- [Activity]:
Recast these lines as a Markdown table with two columns, Row and Line text. Number each row and leave out blank lines.

- [Data section]:
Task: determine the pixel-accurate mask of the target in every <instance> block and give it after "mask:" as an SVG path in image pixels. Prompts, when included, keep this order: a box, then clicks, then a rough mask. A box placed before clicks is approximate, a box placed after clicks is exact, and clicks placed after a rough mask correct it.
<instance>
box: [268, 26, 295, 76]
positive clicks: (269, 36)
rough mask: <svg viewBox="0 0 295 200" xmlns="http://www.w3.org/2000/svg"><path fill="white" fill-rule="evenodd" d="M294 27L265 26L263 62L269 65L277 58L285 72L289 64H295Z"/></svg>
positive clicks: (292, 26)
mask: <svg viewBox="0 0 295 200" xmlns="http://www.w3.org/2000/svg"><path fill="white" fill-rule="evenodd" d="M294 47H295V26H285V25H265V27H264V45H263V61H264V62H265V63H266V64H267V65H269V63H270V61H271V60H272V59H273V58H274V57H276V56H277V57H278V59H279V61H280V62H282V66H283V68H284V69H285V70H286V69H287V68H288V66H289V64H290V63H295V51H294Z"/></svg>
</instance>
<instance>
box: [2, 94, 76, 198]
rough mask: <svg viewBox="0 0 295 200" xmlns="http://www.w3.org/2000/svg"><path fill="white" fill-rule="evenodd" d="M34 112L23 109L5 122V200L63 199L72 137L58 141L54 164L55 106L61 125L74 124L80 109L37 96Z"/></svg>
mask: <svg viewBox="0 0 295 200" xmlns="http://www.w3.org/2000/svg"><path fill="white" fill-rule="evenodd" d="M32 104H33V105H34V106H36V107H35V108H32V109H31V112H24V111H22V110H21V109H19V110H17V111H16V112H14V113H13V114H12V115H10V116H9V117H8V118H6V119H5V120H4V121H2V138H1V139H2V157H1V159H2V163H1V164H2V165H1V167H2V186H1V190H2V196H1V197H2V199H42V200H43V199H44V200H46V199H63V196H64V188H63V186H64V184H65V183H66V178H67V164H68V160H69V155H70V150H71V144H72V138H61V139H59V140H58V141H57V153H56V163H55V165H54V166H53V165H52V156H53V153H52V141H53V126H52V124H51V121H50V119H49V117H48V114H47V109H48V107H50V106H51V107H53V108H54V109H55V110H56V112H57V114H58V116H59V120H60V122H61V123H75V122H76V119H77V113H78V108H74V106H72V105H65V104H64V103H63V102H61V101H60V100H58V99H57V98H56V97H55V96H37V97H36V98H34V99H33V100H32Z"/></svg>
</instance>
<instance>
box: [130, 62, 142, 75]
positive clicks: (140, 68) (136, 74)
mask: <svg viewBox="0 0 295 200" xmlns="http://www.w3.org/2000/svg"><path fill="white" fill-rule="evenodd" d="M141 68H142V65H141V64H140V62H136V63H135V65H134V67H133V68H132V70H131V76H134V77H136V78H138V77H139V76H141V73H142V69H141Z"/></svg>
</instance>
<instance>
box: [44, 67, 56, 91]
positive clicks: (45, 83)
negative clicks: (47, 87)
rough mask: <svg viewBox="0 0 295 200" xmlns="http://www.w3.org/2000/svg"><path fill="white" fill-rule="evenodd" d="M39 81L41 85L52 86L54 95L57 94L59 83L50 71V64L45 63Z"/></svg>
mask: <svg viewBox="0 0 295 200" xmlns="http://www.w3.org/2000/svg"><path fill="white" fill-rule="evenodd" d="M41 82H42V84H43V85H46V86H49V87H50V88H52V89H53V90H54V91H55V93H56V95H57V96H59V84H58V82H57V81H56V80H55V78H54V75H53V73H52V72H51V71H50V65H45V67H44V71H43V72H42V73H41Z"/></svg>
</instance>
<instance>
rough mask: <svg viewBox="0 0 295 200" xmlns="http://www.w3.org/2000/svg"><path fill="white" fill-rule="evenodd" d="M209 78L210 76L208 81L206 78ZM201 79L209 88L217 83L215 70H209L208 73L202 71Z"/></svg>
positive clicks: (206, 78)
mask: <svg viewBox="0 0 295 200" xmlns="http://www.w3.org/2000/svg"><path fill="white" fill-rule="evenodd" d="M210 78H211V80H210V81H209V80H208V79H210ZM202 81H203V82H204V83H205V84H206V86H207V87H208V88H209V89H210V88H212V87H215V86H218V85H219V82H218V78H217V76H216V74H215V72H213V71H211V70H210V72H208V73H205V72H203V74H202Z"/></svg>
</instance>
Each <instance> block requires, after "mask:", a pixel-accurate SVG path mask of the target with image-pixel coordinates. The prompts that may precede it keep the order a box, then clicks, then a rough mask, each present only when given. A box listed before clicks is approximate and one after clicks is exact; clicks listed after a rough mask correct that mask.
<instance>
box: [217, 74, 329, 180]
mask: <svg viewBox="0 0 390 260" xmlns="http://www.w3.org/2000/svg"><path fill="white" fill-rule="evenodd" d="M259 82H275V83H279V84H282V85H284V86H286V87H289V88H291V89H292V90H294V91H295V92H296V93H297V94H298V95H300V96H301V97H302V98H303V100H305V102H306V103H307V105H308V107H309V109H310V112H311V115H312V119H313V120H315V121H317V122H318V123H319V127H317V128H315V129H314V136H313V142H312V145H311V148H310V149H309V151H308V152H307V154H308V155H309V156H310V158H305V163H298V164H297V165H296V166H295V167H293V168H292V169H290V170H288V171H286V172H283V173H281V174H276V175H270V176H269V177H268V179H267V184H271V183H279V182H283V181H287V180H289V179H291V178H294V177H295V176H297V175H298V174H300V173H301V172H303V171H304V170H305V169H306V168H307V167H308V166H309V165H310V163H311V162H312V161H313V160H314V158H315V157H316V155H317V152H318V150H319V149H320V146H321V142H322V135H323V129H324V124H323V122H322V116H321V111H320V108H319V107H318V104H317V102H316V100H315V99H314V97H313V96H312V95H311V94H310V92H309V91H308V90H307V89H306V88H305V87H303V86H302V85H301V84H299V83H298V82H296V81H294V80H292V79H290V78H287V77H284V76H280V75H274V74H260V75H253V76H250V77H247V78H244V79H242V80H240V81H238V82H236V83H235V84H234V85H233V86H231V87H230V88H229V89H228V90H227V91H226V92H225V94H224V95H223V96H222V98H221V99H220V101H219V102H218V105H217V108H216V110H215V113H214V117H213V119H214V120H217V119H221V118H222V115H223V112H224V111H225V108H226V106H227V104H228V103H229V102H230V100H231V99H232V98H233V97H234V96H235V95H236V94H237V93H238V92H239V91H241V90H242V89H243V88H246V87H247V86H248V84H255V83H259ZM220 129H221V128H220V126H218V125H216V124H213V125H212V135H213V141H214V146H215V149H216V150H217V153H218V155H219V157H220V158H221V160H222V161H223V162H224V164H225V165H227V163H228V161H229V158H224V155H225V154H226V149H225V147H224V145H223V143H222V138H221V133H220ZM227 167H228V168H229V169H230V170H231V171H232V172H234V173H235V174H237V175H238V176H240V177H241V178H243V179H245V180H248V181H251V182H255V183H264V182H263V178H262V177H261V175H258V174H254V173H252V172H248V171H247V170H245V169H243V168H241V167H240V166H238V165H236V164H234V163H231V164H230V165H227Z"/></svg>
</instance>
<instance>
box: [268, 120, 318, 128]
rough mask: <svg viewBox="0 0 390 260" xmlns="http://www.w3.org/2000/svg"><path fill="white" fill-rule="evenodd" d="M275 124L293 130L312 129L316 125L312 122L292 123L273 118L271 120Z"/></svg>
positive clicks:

- [Response to the task]:
| Row | Line text |
|---|---|
| 1 | Task: determine the pixel-accurate mask of the target in every <instance> block and give it after "mask:" as an SVG path in image pixels. Prompts, when included, keep this order: a box, then clicks, then a rough mask. A box placed before clicks is approximate, a box placed after clicks is exact, and clicks placed after a rough mask correct it. |
| 2 | <instance> |
| 3 | box: [268, 26, 295, 76] |
| 4 | positive clicks: (269, 36) |
| 5 | rough mask: <svg viewBox="0 0 295 200" xmlns="http://www.w3.org/2000/svg"><path fill="white" fill-rule="evenodd" d="M294 27L265 26L263 62L269 65L277 58L285 72L289 64H295Z"/></svg> |
| 6 | positive clicks: (292, 26) |
| 7 | mask: <svg viewBox="0 0 295 200" xmlns="http://www.w3.org/2000/svg"><path fill="white" fill-rule="evenodd" d="M294 47H295V26H285V25H265V27H264V45H263V61H264V62H265V63H266V64H267V65H269V63H270V61H271V60H272V59H273V58H274V57H276V56H277V57H278V59H279V61H280V62H282V66H283V68H284V69H285V70H286V69H287V68H288V66H289V64H290V63H295V51H294Z"/></svg> |
| 8 | </instance> |
| 9 | <instance> |
| 10 | box: [2, 94, 76, 198] |
| 11 | rough mask: <svg viewBox="0 0 295 200" xmlns="http://www.w3.org/2000/svg"><path fill="white" fill-rule="evenodd" d="M34 112L23 109L5 122V200L63 199L72 137L58 141L54 164L55 106L61 125L74 124L80 109L37 96Z"/></svg> |
| 12 | mask: <svg viewBox="0 0 295 200" xmlns="http://www.w3.org/2000/svg"><path fill="white" fill-rule="evenodd" d="M32 104H33V105H34V106H36V107H35V108H32V109H31V112H24V111H22V110H21V109H19V110H17V111H16V112H14V113H13V114H12V115H10V116H9V117H8V118H6V119H5V120H4V121H2V138H1V139H2V157H1V159H2V163H1V164H2V165H1V167H2V186H1V190H2V196H1V197H2V199H42V200H43V199H44V200H46V199H63V196H64V188H63V186H64V184H65V183H66V178H67V164H68V160H69V155H70V150H71V144H72V138H61V139H59V140H58V141H57V153H56V163H55V165H54V166H53V165H52V156H53V153H52V141H53V126H52V124H51V121H50V119H49V117H48V114H47V109H48V107H50V106H51V107H53V108H54V109H55V110H56V112H57V114H58V116H59V120H60V122H61V123H75V122H76V119H77V113H78V108H74V106H72V105H65V104H64V103H63V102H61V101H60V100H58V99H57V98H56V97H55V96H37V97H36V98H34V99H33V100H32Z"/></svg> |
| 13 | </instance> |
| 14 | <instance> |
| 15 | box: [130, 62, 142, 75] |
| 16 | positive clicks: (140, 68) (136, 74) |
| 17 | mask: <svg viewBox="0 0 295 200" xmlns="http://www.w3.org/2000/svg"><path fill="white" fill-rule="evenodd" d="M141 68H142V65H141V64H140V62H136V63H135V65H134V67H133V68H132V70H131V76H134V77H136V78H138V77H139V76H141V73H142V69H141Z"/></svg> |
| 18 | </instance> |
| 19 | <instance> |
| 20 | box: [44, 67, 56, 91] |
| 21 | positive clicks: (45, 83) |
| 22 | negative clicks: (47, 87) |
| 23 | rough mask: <svg viewBox="0 0 295 200" xmlns="http://www.w3.org/2000/svg"><path fill="white" fill-rule="evenodd" d="M39 81L41 85L52 86L54 95L57 94L59 83L50 71V64L45 63Z"/></svg> |
| 24 | mask: <svg viewBox="0 0 295 200" xmlns="http://www.w3.org/2000/svg"><path fill="white" fill-rule="evenodd" d="M41 82H42V84H43V85H46V86H49V87H50V88H52V89H53V90H54V91H55V93H56V95H57V96H59V84H58V82H57V81H56V80H55V78H54V75H53V73H52V72H51V71H50V65H45V67H44V71H43V72H42V73H41Z"/></svg> |
| 25 | </instance> |
| 26 | <instance> |
| 27 | rough mask: <svg viewBox="0 0 295 200" xmlns="http://www.w3.org/2000/svg"><path fill="white" fill-rule="evenodd" d="M209 78L210 76L208 81L206 78ZM201 79L209 88L217 83L215 70H209L208 73L202 71Z"/></svg> |
| 28 | positive clicks: (206, 78) |
| 29 | mask: <svg viewBox="0 0 295 200" xmlns="http://www.w3.org/2000/svg"><path fill="white" fill-rule="evenodd" d="M210 78H211V80H210V81H209V80H208V79H210ZM202 81H203V82H204V83H205V84H206V86H207V87H208V88H209V89H210V88H212V87H215V86H218V85H219V82H218V78H217V76H216V74H215V72H213V71H211V70H210V72H208V73H205V72H203V74H202Z"/></svg> |
| 30 | </instance> |
| 31 | Each <instance> block requires, after "mask:", a pixel-accurate SVG path mask of the target with image-pixel coordinates. The prompts that may precede it keep the order a box, then clicks, then a rough mask, each present only when given. A box listed before clicks is approximate and one after clicks is exact; clicks listed after a rough mask correct that mask. |
| 32 | <instance> |
| 33 | box: [217, 74, 329, 180] |
| 34 | mask: <svg viewBox="0 0 390 260" xmlns="http://www.w3.org/2000/svg"><path fill="white" fill-rule="evenodd" d="M259 82H275V83H279V84H282V85H284V86H286V87H289V88H291V89H292V90H294V91H295V92H296V93H297V94H298V95H300V96H301V97H302V98H303V100H305V102H306V103H307V105H308V107H309V109H310V112H311V115H312V119H313V120H315V121H317V122H318V123H319V127H317V128H315V129H314V136H313V142H312V145H311V148H310V149H309V151H308V152H307V154H308V155H309V156H310V158H305V163H298V164H297V165H296V166H295V167H293V168H292V169H290V170H288V171H286V172H283V173H281V174H276V175H270V176H269V177H268V179H267V184H271V183H279V182H283V181H287V180H289V179H291V178H294V177H295V176H297V175H298V174H300V173H301V172H303V171H304V170H305V169H306V168H307V167H308V166H309V165H310V163H311V162H312V161H313V160H314V158H315V157H316V155H317V152H318V150H319V149H320V146H321V142H322V135H323V129H324V124H323V122H322V116H321V111H320V108H319V107H318V104H317V102H316V100H315V99H314V97H313V96H312V95H311V94H310V92H309V91H308V90H307V89H306V88H305V87H303V86H302V85H301V84H299V83H298V82H296V81H294V80H292V79H290V78H287V77H284V76H280V75H274V74H260V75H253V76H250V77H247V78H244V79H242V80H240V81H238V82H236V83H235V84H234V85H233V86H231V87H230V88H229V89H228V90H227V91H226V92H225V94H224V95H223V96H222V98H221V99H220V101H219V102H218V105H217V108H216V110H215V113H214V117H213V119H214V120H217V119H221V118H222V115H223V112H224V111H225V108H226V106H227V104H228V103H229V102H230V100H231V99H232V98H233V97H234V96H235V95H236V94H237V93H238V92H239V91H241V90H242V89H243V88H246V87H247V86H248V84H255V83H259ZM220 129H221V128H220V126H218V125H216V124H213V125H212V135H213V141H214V146H215V149H216V150H217V153H218V155H219V157H220V158H221V160H222V161H223V162H224V164H225V165H227V163H228V161H229V158H224V155H225V154H226V149H225V147H224V145H223V143H222V138H221V133H220ZM227 167H228V168H229V169H230V170H231V171H232V172H234V173H235V174H237V175H238V176H240V177H241V178H243V179H245V180H248V181H251V182H255V183H264V182H263V178H262V177H261V175H258V174H254V173H252V172H248V171H247V170H245V169H243V168H241V167H240V166H238V165H236V164H234V163H231V164H230V165H227Z"/></svg> |
| 35 | </instance> |
| 36 | <instance> |
| 37 | box: [268, 120, 318, 128] |
| 38 | rough mask: <svg viewBox="0 0 390 260" xmlns="http://www.w3.org/2000/svg"><path fill="white" fill-rule="evenodd" d="M275 124L293 130L312 129L316 125L312 122L292 123L273 118L271 120Z"/></svg> |
| 39 | positive clicks: |